WHAT THE TASK REQUIRES -
Using the data below, copy each line that includes the word "stem".

Segment Open

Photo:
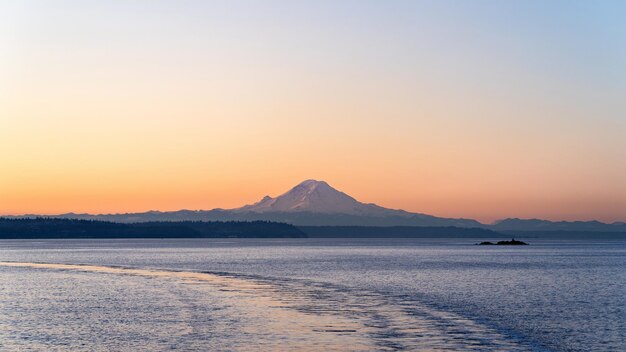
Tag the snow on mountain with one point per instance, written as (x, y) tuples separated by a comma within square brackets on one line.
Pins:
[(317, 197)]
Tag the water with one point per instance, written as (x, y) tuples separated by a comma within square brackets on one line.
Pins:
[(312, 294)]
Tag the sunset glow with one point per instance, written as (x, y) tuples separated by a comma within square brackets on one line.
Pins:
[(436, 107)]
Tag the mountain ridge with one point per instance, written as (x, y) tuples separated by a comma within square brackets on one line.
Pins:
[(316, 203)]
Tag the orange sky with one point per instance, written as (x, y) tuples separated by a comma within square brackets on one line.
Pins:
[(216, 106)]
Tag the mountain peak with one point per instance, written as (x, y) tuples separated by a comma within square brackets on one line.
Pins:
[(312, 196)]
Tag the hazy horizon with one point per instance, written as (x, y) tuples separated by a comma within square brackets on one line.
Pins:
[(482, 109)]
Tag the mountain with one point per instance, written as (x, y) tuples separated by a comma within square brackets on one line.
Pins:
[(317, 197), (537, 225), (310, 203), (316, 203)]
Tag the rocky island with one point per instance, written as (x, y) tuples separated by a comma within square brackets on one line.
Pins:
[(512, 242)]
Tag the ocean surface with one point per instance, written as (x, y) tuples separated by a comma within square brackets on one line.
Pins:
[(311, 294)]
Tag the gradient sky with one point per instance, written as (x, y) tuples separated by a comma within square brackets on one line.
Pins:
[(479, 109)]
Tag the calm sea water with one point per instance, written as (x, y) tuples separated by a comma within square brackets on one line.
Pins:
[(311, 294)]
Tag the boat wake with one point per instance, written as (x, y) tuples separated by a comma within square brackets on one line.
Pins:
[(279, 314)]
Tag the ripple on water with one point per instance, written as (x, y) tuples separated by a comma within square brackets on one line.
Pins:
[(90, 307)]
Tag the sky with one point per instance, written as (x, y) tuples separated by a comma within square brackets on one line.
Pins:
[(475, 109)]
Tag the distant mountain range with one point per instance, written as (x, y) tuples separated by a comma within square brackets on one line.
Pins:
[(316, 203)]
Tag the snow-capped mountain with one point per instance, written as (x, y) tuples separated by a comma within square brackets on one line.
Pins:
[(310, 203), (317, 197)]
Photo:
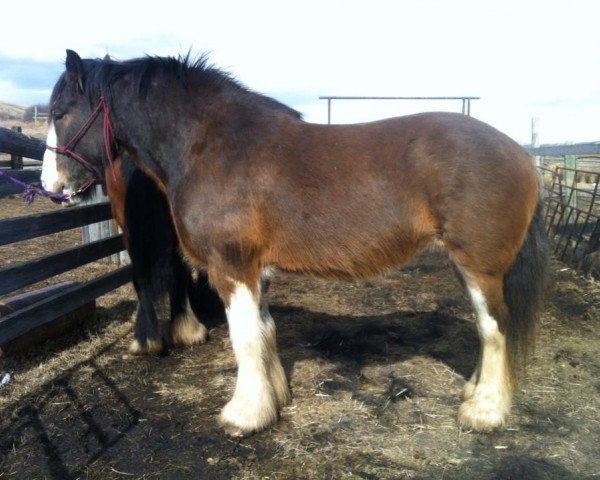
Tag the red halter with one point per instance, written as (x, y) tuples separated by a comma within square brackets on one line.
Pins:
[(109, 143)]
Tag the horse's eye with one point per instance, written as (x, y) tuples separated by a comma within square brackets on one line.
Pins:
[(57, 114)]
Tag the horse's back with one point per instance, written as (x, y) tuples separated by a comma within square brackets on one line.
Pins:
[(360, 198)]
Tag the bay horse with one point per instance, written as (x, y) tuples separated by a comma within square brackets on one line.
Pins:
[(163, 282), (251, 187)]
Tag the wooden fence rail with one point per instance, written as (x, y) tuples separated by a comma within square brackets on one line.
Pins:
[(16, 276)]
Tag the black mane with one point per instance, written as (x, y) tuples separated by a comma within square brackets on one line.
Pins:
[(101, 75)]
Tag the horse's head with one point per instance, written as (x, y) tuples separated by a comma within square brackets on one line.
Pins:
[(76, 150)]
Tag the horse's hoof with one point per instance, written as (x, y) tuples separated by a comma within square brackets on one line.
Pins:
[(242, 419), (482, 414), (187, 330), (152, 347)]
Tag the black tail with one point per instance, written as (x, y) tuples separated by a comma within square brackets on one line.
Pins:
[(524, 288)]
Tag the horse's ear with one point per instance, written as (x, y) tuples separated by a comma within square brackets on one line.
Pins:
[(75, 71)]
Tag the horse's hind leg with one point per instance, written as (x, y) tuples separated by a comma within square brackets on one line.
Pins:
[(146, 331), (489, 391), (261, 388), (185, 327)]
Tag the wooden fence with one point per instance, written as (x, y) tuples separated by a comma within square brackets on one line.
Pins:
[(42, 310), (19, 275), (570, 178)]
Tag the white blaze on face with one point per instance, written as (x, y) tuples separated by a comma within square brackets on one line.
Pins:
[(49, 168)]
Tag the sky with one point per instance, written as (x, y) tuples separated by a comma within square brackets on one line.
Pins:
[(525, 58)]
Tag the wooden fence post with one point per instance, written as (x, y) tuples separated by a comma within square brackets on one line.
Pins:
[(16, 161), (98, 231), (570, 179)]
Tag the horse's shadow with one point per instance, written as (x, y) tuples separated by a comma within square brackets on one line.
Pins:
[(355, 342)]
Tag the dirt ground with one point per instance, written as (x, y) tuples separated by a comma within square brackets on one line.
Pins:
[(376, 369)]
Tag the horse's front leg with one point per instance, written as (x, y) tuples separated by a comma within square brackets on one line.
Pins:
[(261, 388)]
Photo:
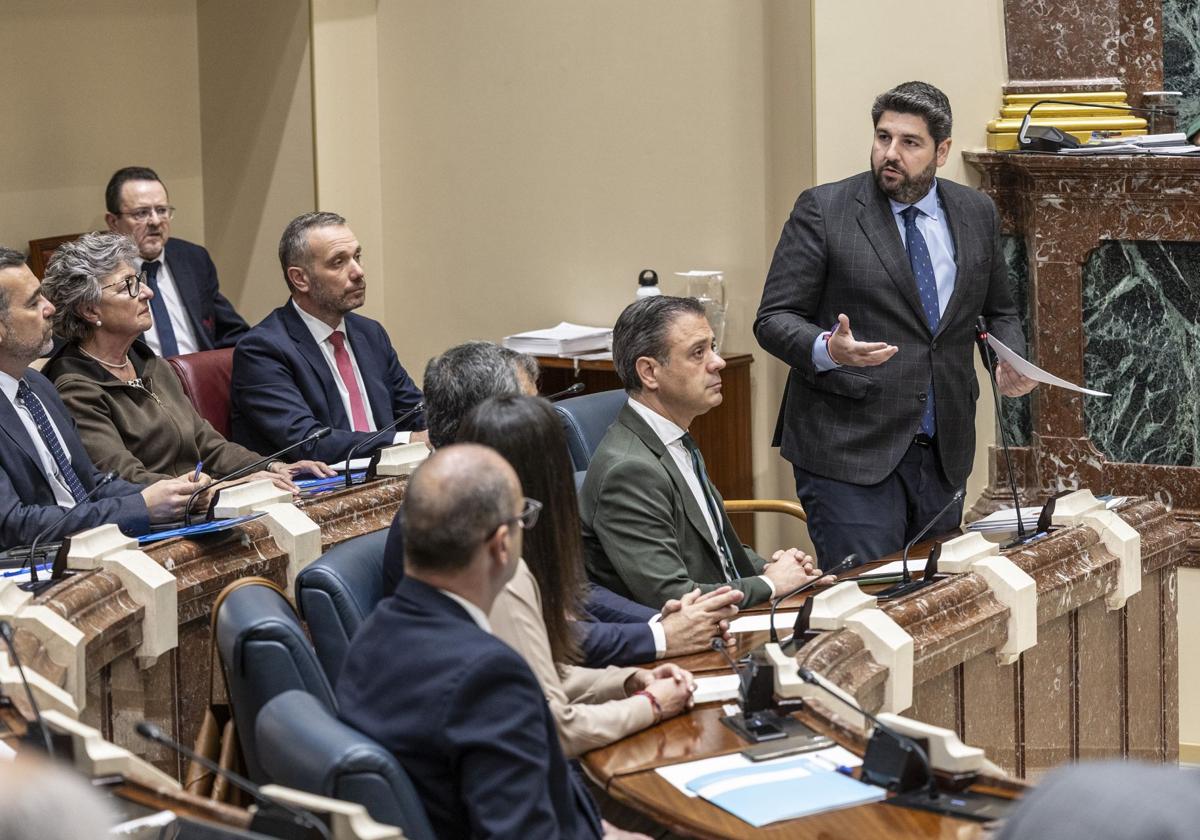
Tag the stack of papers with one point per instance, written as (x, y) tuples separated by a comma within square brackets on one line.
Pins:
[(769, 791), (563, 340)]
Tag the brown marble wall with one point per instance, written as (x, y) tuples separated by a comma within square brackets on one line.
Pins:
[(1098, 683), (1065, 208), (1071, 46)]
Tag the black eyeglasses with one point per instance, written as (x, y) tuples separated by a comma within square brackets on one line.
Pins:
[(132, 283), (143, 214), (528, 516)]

Segment Closed
Segment Open

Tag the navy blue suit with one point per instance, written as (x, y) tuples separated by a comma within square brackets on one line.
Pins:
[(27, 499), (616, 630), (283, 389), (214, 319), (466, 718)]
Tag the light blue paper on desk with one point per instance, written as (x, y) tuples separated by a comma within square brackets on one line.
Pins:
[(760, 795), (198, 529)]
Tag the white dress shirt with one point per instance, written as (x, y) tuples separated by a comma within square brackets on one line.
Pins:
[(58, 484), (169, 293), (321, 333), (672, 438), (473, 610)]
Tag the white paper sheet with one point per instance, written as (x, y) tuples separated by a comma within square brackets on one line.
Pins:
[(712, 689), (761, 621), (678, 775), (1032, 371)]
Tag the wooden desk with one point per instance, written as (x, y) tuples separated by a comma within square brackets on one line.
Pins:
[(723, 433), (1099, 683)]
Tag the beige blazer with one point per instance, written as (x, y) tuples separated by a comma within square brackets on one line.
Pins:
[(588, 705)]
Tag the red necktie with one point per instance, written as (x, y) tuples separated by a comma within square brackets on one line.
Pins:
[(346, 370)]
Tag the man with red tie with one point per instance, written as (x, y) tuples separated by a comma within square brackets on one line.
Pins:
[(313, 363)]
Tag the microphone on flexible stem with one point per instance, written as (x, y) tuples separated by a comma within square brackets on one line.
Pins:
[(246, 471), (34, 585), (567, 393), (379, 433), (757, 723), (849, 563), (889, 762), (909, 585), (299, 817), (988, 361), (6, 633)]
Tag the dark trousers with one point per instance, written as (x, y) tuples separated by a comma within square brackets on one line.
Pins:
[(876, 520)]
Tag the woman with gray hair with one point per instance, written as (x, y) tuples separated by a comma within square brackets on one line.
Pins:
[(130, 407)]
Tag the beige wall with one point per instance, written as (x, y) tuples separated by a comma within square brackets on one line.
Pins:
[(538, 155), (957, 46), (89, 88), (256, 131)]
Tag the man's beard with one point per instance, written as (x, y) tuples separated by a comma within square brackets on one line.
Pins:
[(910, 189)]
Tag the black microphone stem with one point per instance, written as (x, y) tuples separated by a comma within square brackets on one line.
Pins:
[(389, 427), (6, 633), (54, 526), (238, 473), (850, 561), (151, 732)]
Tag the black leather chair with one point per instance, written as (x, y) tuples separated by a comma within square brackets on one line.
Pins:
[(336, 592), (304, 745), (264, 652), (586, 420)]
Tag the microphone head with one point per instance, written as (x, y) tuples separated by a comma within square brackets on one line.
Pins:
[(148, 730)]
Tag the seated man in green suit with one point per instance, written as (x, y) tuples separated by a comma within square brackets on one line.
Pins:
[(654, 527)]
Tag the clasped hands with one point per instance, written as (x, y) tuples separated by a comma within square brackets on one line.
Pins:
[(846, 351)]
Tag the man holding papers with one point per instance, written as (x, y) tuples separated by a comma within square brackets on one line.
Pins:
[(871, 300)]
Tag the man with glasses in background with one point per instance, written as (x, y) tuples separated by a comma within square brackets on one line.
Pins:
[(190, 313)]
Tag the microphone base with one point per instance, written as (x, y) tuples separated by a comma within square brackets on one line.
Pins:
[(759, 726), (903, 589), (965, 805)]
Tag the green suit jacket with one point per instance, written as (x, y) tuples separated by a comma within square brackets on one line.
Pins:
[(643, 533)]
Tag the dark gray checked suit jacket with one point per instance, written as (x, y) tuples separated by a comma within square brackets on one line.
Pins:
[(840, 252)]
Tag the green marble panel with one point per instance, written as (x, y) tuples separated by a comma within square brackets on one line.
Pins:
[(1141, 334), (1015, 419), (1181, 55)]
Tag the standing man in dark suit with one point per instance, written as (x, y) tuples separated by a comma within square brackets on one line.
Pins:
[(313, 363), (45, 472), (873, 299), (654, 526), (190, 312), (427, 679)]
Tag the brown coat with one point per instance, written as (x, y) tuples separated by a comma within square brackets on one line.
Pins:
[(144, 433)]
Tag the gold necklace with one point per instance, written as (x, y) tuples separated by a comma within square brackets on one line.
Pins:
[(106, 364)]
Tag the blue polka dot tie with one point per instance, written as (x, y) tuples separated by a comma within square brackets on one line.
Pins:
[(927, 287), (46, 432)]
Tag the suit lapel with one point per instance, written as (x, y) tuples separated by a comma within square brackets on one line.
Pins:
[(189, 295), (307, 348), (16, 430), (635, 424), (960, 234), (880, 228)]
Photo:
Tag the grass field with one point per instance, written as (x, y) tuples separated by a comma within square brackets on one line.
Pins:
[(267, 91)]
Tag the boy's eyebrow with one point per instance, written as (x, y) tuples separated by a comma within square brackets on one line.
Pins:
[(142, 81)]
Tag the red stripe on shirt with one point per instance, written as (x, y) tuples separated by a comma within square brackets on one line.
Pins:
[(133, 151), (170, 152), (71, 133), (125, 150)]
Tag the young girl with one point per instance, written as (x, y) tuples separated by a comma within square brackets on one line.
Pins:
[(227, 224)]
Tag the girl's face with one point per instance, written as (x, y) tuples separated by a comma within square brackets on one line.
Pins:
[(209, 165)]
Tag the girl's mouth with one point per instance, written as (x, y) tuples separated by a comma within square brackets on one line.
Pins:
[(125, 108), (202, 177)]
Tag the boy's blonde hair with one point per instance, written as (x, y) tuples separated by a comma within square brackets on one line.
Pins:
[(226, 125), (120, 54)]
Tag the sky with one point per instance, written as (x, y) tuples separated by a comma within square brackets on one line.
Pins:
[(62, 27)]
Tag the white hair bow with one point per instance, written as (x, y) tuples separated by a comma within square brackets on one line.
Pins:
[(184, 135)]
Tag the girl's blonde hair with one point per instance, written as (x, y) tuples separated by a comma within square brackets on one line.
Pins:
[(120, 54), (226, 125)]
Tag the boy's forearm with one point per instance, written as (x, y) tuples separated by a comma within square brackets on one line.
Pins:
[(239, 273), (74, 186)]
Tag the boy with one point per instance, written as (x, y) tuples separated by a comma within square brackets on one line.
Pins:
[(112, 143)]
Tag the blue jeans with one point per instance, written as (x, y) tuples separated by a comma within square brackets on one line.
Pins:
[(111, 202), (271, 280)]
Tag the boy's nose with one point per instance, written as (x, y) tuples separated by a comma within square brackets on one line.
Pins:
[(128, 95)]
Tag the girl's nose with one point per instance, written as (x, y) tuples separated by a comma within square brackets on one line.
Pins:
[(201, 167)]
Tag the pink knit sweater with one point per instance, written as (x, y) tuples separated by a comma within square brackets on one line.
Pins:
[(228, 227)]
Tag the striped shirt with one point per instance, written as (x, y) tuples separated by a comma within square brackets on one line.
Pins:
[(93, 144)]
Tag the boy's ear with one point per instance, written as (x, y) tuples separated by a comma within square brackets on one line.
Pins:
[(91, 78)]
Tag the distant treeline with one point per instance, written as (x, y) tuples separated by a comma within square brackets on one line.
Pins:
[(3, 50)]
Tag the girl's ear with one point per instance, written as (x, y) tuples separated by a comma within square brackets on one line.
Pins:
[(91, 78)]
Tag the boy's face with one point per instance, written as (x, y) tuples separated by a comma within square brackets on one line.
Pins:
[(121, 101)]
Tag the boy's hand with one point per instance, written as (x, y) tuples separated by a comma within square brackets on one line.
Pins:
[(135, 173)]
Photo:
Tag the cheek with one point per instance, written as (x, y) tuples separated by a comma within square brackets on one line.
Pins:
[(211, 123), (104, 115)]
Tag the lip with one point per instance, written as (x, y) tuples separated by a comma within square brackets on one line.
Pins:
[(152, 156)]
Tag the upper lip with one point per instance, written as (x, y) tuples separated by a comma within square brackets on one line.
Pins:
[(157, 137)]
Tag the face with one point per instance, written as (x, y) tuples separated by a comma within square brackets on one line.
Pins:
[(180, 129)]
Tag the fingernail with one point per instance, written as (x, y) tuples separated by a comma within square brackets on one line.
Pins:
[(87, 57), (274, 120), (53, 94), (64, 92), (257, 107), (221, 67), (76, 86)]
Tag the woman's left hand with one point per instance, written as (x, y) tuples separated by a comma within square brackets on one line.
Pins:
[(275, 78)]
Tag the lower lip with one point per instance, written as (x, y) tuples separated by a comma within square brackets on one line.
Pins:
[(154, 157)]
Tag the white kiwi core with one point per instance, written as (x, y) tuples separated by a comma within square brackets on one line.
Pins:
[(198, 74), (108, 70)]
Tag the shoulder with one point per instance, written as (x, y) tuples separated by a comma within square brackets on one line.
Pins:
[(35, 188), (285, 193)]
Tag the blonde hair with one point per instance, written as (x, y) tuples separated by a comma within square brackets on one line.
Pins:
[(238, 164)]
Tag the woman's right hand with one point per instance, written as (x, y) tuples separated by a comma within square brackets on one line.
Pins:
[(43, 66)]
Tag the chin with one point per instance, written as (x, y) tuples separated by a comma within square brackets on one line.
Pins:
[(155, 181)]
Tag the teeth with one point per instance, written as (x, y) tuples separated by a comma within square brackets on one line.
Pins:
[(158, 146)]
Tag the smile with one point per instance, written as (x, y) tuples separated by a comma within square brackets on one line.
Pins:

Segment Closed

TASK RESULT -
Tag the microphone on flexible stem with one point per instance, written as (x, y) tuples separated by a comma within square brackets on one line.
Tag the black microphone stem with one point per instance, written as (x, y) tuples separated by a comma within square brackets on one line.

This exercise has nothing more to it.